▸ 요구 사항
동적 배치 크기를 이용한 추론을 다룬 글이 끝난 지점부터 이어지는 내용을 써 주시겠어요?

▸ 발췌 본문
• • • • •

동적 배치 크기를 이용한 추론¶

실제 서빙 환경에서는 다양한 수의 요청을 효율적으로 처리해야 하는 경우가 많습니다. 예를 들어, 때로는 1개의 요청, 때로는 3개, 5개, 또는 7개의 요청이 동시에 들어올 수 있습니다. 이때 항상 최대 배치 크기(예: 8)를 사용하면 그보다 작은 요청에 대해서는 연산 자원이 낭비됩니다. 이를 해결하기 위해 서로 다른 배치 크기를 가진 여러 디코더를 컴파일하고, 시스템이 실제 요청 수에 가장 가까운 배치 크기의 디코더를 자동으로 선택하도록 할 수 있습니다.

rbln_decoder_batch_sizes 파라미터를 사용하면 컴파일 시 여러 배치 크기를 지정할 수 있습니다. 이를 통해 실제 요청 수에 따라 가장 적절한 디코더를 자동으로 선택하여 처리량과 자원 활용도를 개선할 수 있습니다. 예를 들어, 3개의 요청이 들어오면 배치 크기 4의 디코더가, 7개의 요청이 들어오면 배치 크기 8의 디코더가 선택됩니다.

유사한 최적화 기법

이 방식은 vLLM의 다른 최적화 기법과 유사합니다:

CUDA Graph: cudagraph_capture_sizes - 다양한 배치 크기로 CUDA 그래프를 사전 캡처
Inductor 컴파일: compile_sizes - 특정 입력 크기로 커널을 사전 컴파일

모두 예상되는 입력 크기들을 미리 최적화하여 동적 서빙 성능을 향상시키는 공통 원리를 사용합니다.

여러 디코더 배치 크기로 모델 컴파일¶

from optimum.rbln import RBLNLlamaForCausalLM

model_id = "meta-llama/Meta-Llama-3-8B-Instruct"

# 여러 디코더 배치 크기로 컴파일
model = RBLNLlamaForCausalLM.from_pretrained(
    model_id=model_id,
    export=True,                        # True인 경우 모델 컴파일 진행
    rbln_batch_size=8,                  # 최대 배치 크기
    rbln_max_seq_len=8192,              # 최대 시퀀스 길이
    rbln_tensor_parallel_size=4,        # 텐서 병렬화
    rbln_decoder_batch_sizes=[8, 4, 1], # 배치 크기 8, 4, 1에 대한 디코더 컴파일
)

• • • • •

▸ 제공 항목
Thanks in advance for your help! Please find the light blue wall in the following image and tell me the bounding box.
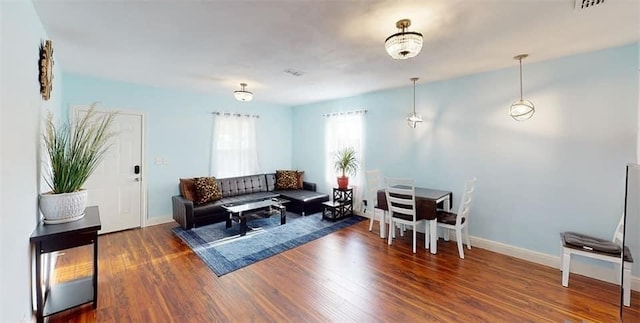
[62,73,292,218]
[0,1,61,322]
[293,44,640,270]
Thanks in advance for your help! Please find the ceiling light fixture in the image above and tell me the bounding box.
[509,54,536,121]
[407,77,422,128]
[384,19,422,59]
[233,83,253,102]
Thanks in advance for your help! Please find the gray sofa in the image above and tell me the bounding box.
[171,173,329,229]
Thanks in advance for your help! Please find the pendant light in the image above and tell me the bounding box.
[407,77,422,128]
[509,54,536,121]
[384,19,422,59]
[233,83,253,102]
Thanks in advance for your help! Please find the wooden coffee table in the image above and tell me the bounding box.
[222,198,289,236]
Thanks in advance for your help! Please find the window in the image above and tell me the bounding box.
[325,111,366,209]
[210,113,260,178]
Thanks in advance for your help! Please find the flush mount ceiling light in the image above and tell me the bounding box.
[233,83,253,102]
[407,77,422,128]
[509,54,536,121]
[384,19,422,59]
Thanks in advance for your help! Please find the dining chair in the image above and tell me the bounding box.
[560,214,633,306]
[365,169,387,234]
[385,177,429,253]
[437,177,477,259]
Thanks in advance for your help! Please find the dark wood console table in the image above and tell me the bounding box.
[29,206,102,322]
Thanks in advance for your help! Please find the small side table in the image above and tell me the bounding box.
[322,187,353,221]
[29,206,102,323]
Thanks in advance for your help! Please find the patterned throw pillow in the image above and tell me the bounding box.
[180,178,198,201]
[193,177,222,204]
[276,170,298,190]
[296,171,304,190]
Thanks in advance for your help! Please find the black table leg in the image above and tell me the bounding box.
[280,205,287,225]
[225,213,233,229]
[238,213,247,236]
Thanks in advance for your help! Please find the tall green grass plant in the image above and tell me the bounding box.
[43,104,117,194]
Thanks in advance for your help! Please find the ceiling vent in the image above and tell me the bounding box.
[284,68,304,76]
[575,0,604,11]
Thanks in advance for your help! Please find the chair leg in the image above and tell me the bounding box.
[561,247,571,287]
[429,219,438,255]
[378,211,387,239]
[424,220,429,249]
[622,261,631,306]
[387,218,395,245]
[462,226,471,250]
[413,224,418,253]
[456,228,464,259]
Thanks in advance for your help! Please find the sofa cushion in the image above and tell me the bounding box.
[193,192,278,217]
[218,174,269,197]
[180,178,198,201]
[194,177,222,204]
[276,170,298,190]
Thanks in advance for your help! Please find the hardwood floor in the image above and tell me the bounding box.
[48,221,640,322]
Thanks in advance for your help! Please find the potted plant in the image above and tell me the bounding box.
[39,104,117,224]
[334,147,358,188]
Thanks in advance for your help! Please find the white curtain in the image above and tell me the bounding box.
[210,113,260,178]
[325,111,366,211]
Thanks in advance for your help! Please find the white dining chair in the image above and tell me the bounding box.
[365,169,387,236]
[385,178,429,253]
[437,177,477,259]
[560,214,633,306]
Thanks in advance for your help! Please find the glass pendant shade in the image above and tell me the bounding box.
[233,83,253,102]
[384,19,422,59]
[509,99,536,121]
[407,112,422,128]
[509,54,536,121]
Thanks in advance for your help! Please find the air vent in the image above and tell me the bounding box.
[284,68,304,76]
[575,0,604,11]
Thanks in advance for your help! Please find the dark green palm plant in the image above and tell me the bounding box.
[42,104,117,194]
[334,147,358,177]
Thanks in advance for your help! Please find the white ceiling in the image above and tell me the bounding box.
[34,0,640,105]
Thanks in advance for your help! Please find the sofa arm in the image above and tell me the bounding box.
[302,182,316,192]
[171,195,195,230]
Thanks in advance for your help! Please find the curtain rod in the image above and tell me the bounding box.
[322,110,367,117]
[211,111,260,118]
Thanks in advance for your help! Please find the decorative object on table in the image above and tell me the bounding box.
[173,213,364,276]
[38,40,53,101]
[233,83,253,102]
[384,19,422,59]
[334,147,358,188]
[322,187,353,221]
[509,54,536,121]
[407,77,422,128]
[39,103,117,224]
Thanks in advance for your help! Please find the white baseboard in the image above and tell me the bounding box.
[362,212,640,291]
[468,235,640,291]
[145,215,174,227]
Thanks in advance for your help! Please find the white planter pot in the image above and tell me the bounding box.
[40,190,89,224]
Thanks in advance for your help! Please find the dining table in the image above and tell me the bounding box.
[377,187,453,254]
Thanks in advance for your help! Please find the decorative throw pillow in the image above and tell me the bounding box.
[276,170,298,190]
[193,177,222,204]
[296,171,304,190]
[180,178,198,201]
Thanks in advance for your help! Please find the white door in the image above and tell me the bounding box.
[76,108,143,233]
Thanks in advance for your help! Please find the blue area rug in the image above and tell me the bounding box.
[173,212,364,276]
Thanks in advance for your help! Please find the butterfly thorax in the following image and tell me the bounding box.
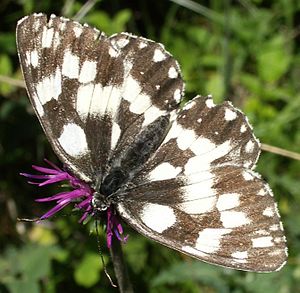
[92,115,170,211]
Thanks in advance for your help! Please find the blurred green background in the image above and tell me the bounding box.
[0,0,300,293]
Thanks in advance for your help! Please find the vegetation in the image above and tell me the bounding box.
[0,0,300,293]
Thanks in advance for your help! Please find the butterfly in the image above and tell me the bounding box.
[17,13,287,272]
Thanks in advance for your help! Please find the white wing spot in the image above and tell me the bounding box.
[141,203,176,233]
[153,49,167,62]
[142,105,166,127]
[242,171,254,181]
[76,83,95,119]
[173,89,181,103]
[245,140,254,153]
[36,67,61,105]
[78,60,97,83]
[58,123,88,157]
[225,109,237,121]
[62,50,79,78]
[108,47,118,58]
[139,42,148,49]
[168,66,178,78]
[111,122,121,149]
[178,195,217,215]
[217,193,240,211]
[240,124,247,133]
[176,129,197,150]
[181,171,216,202]
[30,50,39,67]
[231,251,248,259]
[73,26,82,38]
[205,99,215,108]
[42,26,54,48]
[251,236,274,248]
[220,211,251,228]
[183,101,196,110]
[263,207,274,217]
[195,228,232,253]
[149,162,182,181]
[117,38,129,49]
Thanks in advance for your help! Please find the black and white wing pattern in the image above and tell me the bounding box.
[118,97,287,272]
[17,14,183,182]
[17,14,287,272]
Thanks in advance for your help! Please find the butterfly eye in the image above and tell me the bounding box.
[100,168,128,196]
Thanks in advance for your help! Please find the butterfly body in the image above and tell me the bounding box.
[17,14,287,272]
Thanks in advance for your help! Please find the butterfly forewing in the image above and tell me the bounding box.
[17,14,287,272]
[17,14,183,181]
[118,97,287,272]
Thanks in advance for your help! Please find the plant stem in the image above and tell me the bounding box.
[110,239,133,293]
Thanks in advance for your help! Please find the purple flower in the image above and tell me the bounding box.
[20,159,128,248]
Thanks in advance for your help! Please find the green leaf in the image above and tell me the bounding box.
[152,261,230,293]
[74,252,103,288]
[0,54,13,96]
[257,35,291,83]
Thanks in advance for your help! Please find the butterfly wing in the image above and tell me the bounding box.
[17,14,183,182]
[118,97,287,272]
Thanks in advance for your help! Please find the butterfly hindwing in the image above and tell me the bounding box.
[17,14,287,272]
[118,97,286,271]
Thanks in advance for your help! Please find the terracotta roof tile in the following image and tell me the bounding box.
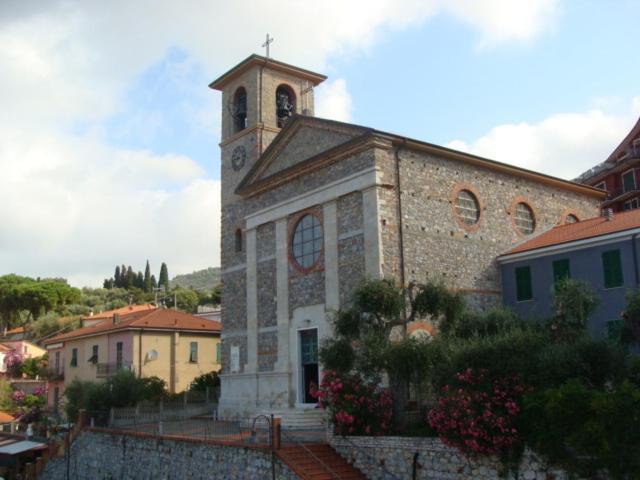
[504,210,640,255]
[82,303,156,320]
[44,308,222,344]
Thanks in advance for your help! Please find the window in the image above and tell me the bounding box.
[516,266,533,302]
[235,228,242,253]
[602,250,624,288]
[291,214,322,269]
[515,202,536,235]
[456,190,480,225]
[607,320,624,343]
[233,87,247,133]
[622,198,640,210]
[89,345,98,365]
[189,342,198,363]
[622,169,636,192]
[553,258,571,282]
[116,342,122,368]
[276,85,296,128]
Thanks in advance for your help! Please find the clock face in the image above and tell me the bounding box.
[231,145,247,172]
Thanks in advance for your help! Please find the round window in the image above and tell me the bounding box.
[291,214,322,269]
[456,190,480,225]
[515,202,536,235]
[564,213,580,224]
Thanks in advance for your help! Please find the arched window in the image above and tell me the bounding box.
[233,87,247,132]
[276,85,296,128]
[291,214,323,270]
[235,228,242,253]
[514,202,536,235]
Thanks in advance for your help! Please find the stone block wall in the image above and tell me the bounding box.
[40,429,298,480]
[330,436,569,480]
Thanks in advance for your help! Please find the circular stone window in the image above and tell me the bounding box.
[514,202,536,235]
[291,214,322,270]
[456,190,480,225]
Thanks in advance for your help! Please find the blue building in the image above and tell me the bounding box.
[498,210,640,339]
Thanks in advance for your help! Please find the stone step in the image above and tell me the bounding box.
[276,444,366,480]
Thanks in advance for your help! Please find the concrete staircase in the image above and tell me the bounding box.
[276,443,367,480]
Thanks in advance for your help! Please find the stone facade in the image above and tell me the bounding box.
[330,436,569,480]
[214,54,600,414]
[41,431,298,480]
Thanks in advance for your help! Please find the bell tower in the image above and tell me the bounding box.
[209,55,326,206]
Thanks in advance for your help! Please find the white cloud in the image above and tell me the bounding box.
[315,78,352,122]
[447,97,640,179]
[0,0,555,285]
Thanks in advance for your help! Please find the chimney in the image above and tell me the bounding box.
[603,208,613,222]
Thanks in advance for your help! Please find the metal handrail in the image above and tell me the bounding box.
[281,429,340,480]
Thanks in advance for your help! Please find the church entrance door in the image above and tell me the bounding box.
[300,328,319,403]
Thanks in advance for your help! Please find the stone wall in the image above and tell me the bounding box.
[330,436,568,480]
[378,149,599,308]
[40,429,298,480]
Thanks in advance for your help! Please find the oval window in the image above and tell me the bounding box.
[456,190,480,225]
[515,202,536,235]
[291,214,322,270]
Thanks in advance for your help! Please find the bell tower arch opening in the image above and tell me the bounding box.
[276,83,296,128]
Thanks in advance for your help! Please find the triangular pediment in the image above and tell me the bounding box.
[238,116,371,196]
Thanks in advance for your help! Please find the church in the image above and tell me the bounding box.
[210,55,604,418]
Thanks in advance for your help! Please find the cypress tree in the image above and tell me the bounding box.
[143,260,153,292]
[158,262,169,292]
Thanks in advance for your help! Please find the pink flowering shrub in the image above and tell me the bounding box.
[428,368,525,454]
[312,370,392,435]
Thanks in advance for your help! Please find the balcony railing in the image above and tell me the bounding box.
[96,362,133,378]
[47,365,64,380]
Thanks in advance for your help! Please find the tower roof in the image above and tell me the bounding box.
[209,53,327,90]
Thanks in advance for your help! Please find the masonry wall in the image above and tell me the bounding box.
[330,436,568,480]
[377,148,599,308]
[40,431,298,480]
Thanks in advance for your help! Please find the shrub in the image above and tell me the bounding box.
[428,368,525,457]
[312,370,392,435]
[524,379,640,479]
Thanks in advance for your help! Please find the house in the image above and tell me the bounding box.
[576,118,640,212]
[210,55,605,418]
[498,210,640,339]
[44,308,222,409]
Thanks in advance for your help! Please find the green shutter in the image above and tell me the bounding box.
[516,266,533,302]
[553,258,571,282]
[602,250,624,288]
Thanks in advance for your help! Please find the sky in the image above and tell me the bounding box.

• • • • •

▸ 작성한 답변
# 컴파일 결과를 저장하기
model.save_pretrained("rbln-dynamic-Llama-3-1-8B-Instruct")

Note

rbln_decoder_batch_sizes 리스트는 자동으로 내림차순으로 정렬됩니다. 모든 값은 rbln_batch_size보다 작거나 같아야 합니다. 최대 배치 크기가 리스트에 포함되지 않은 경우 자동으로 추가됩니다.

효율적인 동적 배치 추론을 위한 vLLM API 사용¶

이 예제에는 세 가지 테스트 케이스가 있습니다. small_batch_conversations와 medium_batch_conversations를 처리할 때는 낮은 지연 시간(Latency)을 보장하기 위해 batch_size가 4로 설정됩니다. 그리고 large_batch_conversations를 처리할 때는 높은 처리량(Throughput)과 더 나은 자원 활용(Resource Utilization)을 위해 batch_size가 8로 증가합니다.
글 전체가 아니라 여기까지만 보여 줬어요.